** Start of Task data **

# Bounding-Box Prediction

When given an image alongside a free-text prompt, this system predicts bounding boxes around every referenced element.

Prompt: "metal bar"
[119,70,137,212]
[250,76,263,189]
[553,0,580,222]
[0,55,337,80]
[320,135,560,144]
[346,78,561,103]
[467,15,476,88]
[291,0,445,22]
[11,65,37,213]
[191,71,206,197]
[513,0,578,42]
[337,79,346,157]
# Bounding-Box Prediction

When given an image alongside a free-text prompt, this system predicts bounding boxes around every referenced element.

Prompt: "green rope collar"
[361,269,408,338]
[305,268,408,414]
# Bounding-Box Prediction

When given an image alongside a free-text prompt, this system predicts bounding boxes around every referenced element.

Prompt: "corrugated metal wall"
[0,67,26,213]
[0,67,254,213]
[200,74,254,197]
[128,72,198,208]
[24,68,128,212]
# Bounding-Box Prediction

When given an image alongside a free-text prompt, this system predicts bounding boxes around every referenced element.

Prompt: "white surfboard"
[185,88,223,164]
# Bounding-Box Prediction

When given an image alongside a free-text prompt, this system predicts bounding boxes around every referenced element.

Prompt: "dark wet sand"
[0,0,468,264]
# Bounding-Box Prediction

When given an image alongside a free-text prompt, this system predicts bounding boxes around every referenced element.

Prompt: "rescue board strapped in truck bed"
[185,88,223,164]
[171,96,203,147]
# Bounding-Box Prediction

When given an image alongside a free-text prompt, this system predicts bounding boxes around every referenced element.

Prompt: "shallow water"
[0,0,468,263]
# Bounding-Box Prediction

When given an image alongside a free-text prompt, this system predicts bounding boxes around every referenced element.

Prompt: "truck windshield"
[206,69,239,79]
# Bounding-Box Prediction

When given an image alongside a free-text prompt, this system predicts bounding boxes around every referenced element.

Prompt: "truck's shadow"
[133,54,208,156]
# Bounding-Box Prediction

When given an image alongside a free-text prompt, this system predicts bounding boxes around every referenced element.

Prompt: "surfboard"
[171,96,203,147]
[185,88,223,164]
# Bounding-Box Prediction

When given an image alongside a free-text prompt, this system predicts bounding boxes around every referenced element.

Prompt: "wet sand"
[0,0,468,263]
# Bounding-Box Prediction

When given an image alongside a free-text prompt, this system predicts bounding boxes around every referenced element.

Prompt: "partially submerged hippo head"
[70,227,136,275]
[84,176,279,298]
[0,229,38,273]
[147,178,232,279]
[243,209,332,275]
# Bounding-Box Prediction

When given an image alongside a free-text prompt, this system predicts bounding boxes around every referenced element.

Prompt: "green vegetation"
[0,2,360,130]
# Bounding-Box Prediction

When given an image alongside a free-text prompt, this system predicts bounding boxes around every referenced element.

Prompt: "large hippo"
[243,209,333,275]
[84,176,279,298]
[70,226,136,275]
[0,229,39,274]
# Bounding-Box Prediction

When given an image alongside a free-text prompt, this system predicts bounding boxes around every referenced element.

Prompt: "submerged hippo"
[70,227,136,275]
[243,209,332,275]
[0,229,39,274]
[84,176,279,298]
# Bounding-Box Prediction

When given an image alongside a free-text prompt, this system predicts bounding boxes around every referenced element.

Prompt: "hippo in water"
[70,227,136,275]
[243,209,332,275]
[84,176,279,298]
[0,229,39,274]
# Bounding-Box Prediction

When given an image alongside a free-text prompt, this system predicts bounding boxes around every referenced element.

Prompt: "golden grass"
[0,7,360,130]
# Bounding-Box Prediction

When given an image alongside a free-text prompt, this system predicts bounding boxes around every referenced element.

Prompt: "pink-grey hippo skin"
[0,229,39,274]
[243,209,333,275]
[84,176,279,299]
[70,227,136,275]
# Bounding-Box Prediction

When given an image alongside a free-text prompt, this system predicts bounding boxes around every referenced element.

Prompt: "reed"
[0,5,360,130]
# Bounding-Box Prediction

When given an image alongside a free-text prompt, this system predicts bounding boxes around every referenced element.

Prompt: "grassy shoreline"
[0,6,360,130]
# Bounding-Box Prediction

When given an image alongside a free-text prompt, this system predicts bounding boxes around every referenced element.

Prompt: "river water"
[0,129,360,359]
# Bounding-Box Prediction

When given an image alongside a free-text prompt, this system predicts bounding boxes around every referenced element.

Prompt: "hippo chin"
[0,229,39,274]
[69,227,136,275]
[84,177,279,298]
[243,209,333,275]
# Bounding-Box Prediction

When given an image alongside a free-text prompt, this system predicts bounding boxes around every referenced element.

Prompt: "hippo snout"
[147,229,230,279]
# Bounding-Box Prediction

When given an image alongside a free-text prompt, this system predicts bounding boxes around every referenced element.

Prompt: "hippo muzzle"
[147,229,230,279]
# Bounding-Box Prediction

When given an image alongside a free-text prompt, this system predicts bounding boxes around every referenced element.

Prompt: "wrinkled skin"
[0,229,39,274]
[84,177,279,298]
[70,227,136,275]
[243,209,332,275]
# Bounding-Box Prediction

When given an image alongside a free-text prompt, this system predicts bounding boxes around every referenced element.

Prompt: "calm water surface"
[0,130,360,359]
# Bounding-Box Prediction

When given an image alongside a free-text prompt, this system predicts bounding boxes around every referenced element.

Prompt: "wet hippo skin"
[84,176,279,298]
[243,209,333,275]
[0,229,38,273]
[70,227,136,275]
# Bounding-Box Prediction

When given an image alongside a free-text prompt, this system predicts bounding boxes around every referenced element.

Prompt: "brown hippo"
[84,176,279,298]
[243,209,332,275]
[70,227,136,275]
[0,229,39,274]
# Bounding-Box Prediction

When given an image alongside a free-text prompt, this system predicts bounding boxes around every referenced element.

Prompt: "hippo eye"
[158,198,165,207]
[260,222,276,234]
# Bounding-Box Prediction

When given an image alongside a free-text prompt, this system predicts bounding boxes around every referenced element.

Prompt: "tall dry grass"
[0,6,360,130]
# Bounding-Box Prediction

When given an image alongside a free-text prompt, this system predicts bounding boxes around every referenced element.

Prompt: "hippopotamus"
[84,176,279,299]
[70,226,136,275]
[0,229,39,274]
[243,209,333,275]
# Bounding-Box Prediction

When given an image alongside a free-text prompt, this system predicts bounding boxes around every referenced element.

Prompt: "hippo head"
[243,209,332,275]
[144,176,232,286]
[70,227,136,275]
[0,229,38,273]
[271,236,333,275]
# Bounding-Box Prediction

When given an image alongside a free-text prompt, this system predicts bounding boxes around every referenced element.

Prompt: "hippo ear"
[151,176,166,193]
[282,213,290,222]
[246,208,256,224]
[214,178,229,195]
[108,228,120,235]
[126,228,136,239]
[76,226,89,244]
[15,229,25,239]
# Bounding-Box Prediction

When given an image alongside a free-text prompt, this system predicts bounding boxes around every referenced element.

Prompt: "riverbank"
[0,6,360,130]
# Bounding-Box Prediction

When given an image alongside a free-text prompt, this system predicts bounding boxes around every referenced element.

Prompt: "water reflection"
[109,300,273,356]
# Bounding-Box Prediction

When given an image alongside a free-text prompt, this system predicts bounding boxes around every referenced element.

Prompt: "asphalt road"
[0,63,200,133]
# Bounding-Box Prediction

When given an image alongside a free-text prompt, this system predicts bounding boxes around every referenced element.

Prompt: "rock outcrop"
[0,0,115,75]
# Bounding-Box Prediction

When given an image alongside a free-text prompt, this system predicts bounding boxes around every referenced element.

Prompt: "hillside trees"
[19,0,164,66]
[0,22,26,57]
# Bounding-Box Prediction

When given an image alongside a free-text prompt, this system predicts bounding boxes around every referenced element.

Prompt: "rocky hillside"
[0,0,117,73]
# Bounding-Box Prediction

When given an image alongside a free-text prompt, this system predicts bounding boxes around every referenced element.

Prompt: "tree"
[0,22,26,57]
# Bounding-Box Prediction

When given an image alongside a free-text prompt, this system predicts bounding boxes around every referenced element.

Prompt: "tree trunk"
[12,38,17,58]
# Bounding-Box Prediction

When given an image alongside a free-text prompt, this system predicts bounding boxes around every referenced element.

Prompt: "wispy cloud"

** End of Task data **

## Written task
Which lines of the records above contain the string "surfboard", with case counting? Show each of those lines in full.

## Response
Prompt: "white surfboard"
Prompt: "surfboard"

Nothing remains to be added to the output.